::: Testo del documento :::

Gli undici membri a pieno titolo di questo gruppo rappresentano quasi il 40% dell’economia mondiale e quasi il 49% della popolazione mondiale. Inoltre, sono responsabili del 26% delle esportazioni mondiali e del 22% delle importazioni. Riuniscono il 72% delle riserve mondiali di terre rare, quasi il 44% della produzione globale di petrolio e il 36% di gas naturale. Rappresentano il 43,6% della produzione petrolifera e della riserva mondiale, il 78,2% del carbone minerale, e inoltre si distinguono nella creazione di tecnologie alternative, nell’uso delle nuove tecnologie e nella transizione digitale.
Forte di questo potenziale, i Brics ambiscono a proporsi come blocco alternativo al G7, che riunisce i sette paesi con il maggior peso politico, economico e militare su scala globale.
Di fronte ai crescenti conflitti globali e all’instaurazione di nuove politiche commerciali sempre più protezionistiche, il gruppo di economie emergenti cerca di ampliare i consensi in base a una logica meno asimmetrica e costruire un diverso intreccio di alleanze: attento, però, a non disturbare oltre il dovuto le compatibilità internazionali e i delicati equilibri interni.

::: Dati archiviati :::

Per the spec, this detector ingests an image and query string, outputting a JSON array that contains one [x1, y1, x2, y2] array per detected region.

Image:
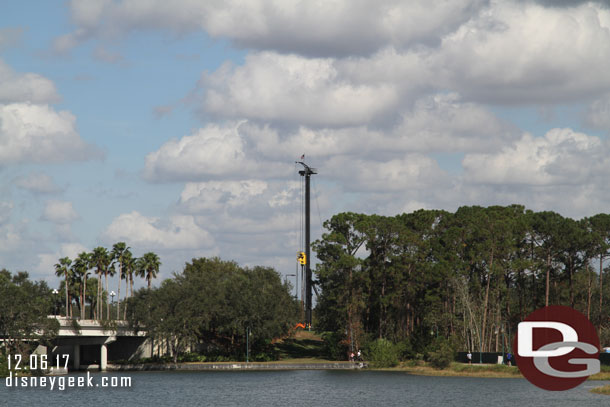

:::

● **La richiesta**
Nel testo sui Brics, quale percentuale delle riserve mondiali di terre rare riuniscono i membri del gruppo? Le righe non hanno alcun legame con il testo.

● **Risultato**
Il 72%.